— Passage provided —

Reproductive failure is the inability to achieve conception or sustain a pregnancy to term. It is estimated that fetal viability is only achieved in 30.0% of all human conceptions [1]. Chromosomal abnormalities are a known contributory factor in infertility, bad obstetric history (BOH) and spermatogenetic arrest. Male infertility may be associated with chromosomal abnormalities, involving sex chromosomes (4.0-8.0%) and autosomes (1.0-2.0%) [2]. Complete spermatogenic and partial spermatogenetic arrest is mainly associated with sex chromosomal aneuploidies and autosomal structural abnormalities, respectively [3]. The frequency of autosomal reciprocal translocations is estimated to be 0.25% in the general population, 0.5% in azoospermia and 0.7% in oligozoospermia [4,5]. The incidence of these genetic abnormalities increases with decline in semen quality [6]. Kumar et al. [7] showed that Robertsonian translocations t(13;14) and t(13;13) are associated with extremely poor semen quality (low sperm count and abnormal sperm morphology). Guichaoua et al. [8] reported a sterile male with 14:22 Robertsonian translocation, who was oliogoasthenozoospermic with normal sperm morphology. Reciprocal translocation carriers are phenotypically normal but with poor semen quality [9] and their severity depends on whether they are balanced or unbalanced. Unbalanced reciprocal translocations cause severe effects ranging from low IQ, mental retardation, physical and skeletal defects [10]. Balanced translocations show variable sperm parameters, ranging from normal sperm count to oligospermia or azoospermia [4]. Even in patients with a normal sperm count, reciprocal translocation carriers are at a higher risk of pre and post implantation losses or abnormal pregnancy outcomes. Chromosomal translocations are known to result in poor quality of blastocyst and implantation failure. Assisted reproductive technique (ART) intracytoplasmic sperm injection (ICSI) has proved to be a boon to men with poor semen quality [11], but in developing countries such as India, the cost of recurrent ART failures take a toll on patients’ financial and emotional well being. Couples having a history of spontaneous abortions should undergo genetic analysis and counselling before planning ART, particularly ICSI, where critical natural steps are bypassed.

— Excerpted records —

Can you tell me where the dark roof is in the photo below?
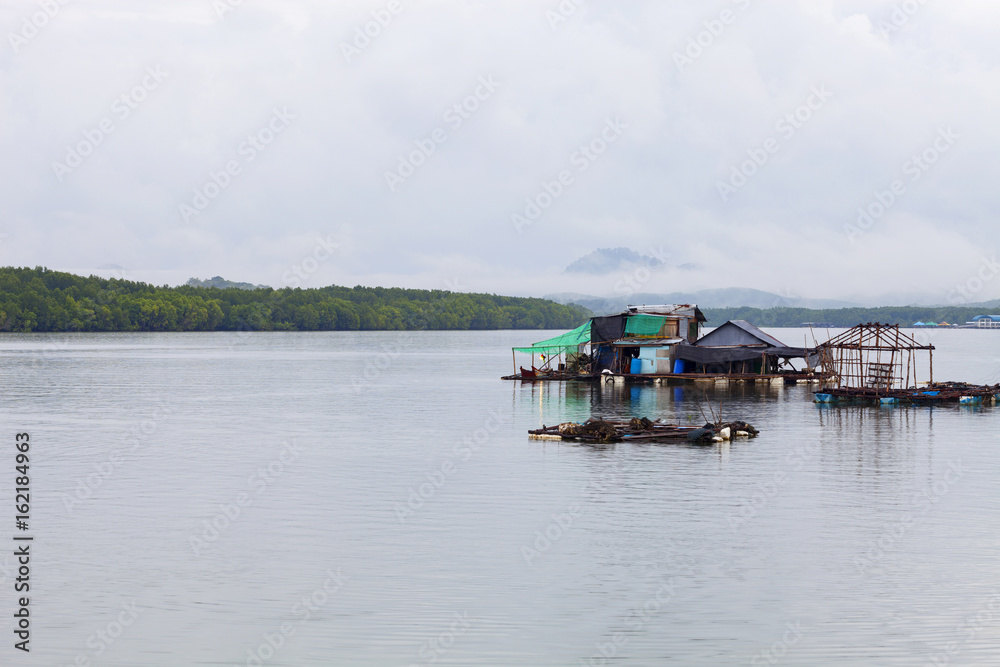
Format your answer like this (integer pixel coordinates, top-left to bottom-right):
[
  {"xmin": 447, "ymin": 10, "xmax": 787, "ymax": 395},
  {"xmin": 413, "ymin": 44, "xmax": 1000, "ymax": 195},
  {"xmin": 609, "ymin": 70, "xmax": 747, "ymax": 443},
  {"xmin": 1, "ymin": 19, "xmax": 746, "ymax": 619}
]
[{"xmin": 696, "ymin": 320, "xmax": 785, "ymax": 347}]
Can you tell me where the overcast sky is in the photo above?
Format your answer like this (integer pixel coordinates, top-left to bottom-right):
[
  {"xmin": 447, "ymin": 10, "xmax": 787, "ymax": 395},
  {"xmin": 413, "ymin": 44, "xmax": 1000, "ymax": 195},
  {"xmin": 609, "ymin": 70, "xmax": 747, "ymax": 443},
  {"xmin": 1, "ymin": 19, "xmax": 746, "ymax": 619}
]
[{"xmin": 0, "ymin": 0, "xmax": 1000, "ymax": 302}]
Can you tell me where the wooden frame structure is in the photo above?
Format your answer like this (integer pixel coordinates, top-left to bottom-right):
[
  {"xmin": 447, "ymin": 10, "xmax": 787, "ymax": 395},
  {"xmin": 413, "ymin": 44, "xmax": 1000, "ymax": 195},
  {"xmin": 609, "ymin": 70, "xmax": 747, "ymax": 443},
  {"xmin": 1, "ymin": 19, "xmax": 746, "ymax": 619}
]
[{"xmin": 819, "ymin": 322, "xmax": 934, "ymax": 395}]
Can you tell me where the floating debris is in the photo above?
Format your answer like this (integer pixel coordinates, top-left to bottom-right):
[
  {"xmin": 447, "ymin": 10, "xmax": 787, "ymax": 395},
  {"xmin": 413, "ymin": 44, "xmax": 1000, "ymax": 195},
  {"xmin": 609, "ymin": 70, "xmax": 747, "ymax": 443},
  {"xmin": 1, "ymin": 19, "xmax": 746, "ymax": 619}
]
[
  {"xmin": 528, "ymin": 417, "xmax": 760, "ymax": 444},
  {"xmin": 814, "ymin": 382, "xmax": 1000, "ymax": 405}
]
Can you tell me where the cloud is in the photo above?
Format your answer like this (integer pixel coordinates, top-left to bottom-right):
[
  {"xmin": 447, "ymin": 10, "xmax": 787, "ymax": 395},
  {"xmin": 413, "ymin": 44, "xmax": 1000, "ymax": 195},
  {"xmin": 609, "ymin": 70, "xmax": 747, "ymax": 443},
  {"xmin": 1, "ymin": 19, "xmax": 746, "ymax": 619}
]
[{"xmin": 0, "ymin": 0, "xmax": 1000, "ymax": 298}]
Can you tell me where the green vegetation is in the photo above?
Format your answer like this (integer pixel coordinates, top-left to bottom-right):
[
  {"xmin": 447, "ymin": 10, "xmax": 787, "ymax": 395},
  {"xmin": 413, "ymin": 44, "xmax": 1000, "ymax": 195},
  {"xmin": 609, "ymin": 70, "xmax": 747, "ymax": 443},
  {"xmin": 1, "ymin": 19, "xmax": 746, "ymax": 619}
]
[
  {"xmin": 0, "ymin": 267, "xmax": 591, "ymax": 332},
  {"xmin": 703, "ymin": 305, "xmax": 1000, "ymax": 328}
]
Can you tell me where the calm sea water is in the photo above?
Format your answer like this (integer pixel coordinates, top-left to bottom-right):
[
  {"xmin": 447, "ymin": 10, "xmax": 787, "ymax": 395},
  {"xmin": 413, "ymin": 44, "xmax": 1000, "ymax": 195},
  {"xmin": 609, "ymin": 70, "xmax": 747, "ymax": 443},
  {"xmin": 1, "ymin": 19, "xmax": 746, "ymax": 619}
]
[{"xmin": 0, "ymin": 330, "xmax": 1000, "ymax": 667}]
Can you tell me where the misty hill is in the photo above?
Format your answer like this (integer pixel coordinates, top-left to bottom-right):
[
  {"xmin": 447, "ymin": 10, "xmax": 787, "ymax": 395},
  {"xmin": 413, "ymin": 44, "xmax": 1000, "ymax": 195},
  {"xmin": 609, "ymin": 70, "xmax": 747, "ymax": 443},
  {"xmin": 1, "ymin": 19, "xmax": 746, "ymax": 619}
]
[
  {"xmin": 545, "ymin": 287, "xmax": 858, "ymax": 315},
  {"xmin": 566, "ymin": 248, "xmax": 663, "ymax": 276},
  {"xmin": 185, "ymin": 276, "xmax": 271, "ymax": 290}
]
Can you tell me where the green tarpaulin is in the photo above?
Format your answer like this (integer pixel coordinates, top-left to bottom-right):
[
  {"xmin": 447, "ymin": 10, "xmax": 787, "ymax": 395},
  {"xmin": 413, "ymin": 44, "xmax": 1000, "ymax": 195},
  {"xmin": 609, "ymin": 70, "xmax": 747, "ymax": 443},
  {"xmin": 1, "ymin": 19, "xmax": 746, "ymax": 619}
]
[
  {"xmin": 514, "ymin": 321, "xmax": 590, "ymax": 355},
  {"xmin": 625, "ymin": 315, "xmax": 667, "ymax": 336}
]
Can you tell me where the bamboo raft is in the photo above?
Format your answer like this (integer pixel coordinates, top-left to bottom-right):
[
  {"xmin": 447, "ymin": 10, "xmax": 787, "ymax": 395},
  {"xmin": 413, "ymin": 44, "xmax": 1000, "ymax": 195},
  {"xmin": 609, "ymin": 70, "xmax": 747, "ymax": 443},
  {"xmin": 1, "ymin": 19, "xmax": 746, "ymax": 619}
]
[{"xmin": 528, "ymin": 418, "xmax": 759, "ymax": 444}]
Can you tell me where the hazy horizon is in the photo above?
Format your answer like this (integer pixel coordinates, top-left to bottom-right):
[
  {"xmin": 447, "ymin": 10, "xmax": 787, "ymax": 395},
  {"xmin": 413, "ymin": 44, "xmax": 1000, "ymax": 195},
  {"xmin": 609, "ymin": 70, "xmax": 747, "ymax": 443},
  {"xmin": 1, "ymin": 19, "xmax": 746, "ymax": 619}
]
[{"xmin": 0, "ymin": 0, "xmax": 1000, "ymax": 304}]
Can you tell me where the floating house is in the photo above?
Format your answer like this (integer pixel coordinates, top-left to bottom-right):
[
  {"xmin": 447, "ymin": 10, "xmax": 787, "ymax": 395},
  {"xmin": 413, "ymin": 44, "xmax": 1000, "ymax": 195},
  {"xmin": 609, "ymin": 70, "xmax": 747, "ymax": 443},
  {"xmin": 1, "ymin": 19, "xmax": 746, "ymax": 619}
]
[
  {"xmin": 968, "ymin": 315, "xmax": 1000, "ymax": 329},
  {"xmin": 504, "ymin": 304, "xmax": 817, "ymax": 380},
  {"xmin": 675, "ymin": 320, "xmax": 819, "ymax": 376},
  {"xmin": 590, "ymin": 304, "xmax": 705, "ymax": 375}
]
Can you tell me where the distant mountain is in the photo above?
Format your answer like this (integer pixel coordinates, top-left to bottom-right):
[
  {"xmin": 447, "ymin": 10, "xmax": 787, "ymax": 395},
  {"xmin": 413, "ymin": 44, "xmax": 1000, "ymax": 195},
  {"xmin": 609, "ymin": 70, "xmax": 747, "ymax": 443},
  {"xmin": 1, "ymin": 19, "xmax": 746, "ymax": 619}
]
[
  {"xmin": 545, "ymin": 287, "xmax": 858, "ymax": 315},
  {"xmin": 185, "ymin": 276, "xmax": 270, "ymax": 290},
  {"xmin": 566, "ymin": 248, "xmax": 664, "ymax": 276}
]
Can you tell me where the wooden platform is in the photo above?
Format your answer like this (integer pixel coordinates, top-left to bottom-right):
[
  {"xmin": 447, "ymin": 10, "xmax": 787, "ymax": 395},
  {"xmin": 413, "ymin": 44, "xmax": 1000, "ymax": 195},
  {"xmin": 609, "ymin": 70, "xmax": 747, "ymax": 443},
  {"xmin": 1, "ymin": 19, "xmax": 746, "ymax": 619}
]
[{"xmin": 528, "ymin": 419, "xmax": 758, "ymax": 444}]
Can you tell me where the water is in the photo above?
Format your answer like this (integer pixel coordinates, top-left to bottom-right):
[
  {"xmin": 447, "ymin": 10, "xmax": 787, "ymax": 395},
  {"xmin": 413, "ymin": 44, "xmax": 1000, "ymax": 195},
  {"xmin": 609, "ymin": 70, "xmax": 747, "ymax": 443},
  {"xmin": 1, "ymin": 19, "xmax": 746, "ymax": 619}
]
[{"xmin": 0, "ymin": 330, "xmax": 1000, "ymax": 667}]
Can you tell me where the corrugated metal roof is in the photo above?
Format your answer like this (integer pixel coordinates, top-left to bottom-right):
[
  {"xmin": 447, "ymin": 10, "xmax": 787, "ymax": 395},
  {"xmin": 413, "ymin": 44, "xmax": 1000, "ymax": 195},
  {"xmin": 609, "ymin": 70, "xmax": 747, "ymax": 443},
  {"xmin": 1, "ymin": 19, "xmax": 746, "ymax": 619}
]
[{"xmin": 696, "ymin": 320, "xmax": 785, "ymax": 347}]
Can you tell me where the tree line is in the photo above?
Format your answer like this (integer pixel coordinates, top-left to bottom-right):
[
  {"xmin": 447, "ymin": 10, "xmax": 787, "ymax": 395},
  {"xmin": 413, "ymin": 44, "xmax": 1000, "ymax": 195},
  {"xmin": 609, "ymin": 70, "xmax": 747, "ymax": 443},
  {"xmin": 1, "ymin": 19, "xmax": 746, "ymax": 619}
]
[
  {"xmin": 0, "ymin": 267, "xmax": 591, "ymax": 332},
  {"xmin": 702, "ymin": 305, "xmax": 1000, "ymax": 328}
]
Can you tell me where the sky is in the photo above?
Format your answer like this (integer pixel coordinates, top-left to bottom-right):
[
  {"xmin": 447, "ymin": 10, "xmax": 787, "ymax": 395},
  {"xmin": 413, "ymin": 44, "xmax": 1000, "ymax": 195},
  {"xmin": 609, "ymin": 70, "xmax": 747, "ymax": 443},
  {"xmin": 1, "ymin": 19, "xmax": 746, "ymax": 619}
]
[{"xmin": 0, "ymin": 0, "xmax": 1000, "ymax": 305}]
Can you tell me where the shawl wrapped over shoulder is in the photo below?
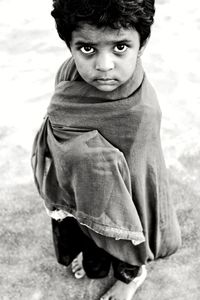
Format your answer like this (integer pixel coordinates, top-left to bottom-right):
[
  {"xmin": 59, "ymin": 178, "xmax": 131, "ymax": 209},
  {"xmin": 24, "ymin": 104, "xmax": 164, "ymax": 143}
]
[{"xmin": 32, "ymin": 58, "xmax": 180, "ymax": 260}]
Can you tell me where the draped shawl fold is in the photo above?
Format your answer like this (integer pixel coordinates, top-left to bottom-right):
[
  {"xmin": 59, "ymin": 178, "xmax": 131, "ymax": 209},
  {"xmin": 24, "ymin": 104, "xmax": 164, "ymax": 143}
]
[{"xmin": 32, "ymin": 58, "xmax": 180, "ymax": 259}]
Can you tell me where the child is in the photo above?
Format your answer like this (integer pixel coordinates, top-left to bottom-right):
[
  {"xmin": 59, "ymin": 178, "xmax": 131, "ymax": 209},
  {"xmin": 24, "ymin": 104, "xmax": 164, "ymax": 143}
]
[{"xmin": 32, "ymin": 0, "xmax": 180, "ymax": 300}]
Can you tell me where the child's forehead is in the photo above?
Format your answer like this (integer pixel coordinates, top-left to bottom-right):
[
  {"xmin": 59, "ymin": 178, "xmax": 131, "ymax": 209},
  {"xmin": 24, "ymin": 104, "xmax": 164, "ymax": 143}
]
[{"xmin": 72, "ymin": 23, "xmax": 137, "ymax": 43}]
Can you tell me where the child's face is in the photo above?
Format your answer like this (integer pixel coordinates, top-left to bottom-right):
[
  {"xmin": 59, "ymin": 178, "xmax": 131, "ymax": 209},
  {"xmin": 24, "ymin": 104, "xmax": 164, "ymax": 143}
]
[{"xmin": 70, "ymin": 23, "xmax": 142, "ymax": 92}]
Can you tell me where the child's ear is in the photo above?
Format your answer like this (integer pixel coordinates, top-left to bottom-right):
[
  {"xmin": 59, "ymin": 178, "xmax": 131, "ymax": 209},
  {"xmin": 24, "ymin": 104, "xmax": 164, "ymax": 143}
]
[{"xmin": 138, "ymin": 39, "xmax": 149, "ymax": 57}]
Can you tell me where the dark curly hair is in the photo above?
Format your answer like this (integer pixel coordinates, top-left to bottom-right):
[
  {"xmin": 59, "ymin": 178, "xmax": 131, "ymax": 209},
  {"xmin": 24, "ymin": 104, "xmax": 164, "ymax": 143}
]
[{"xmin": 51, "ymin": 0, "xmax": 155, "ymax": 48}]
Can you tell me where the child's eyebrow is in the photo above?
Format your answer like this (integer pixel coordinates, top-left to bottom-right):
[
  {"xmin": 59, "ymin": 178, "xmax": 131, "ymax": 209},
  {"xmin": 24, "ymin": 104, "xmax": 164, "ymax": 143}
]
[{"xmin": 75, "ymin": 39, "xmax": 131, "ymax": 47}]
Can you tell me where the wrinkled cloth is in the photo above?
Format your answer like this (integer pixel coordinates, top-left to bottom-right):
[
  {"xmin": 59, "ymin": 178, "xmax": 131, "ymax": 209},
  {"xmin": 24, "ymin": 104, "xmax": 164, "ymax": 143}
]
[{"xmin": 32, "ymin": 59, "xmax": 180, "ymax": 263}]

— Your goal —
Continue the passage on chromosomal abnormalities and reproductive failure from where it stops.

— Answer space —
Case report

Family Case Report. The couple was not consanguineous and primarily infertile, involving a 31-year-old healthy male (II-3) and his 27-year-old wife (II-4) (Figure 1). They visited our laboratory after failing ICSI three times. On recording the detailed family history of the proband (II-3), his sister (II-2) and mother (I-2), they were found to have a BOH. Affected members of the family along with their spouses were called in for cytogenetic investigation (father of the proband was deceased). A detailed family, medical and reproductive history was taken in each case and the pedigree drawn. Occurrence of other factors, such as congenital malformations, drug addictions, radiation exposure or toxic environmental agents, was ruled out. Routine clinical investigations also ruled out any infectious or autoimmune cause for infertility.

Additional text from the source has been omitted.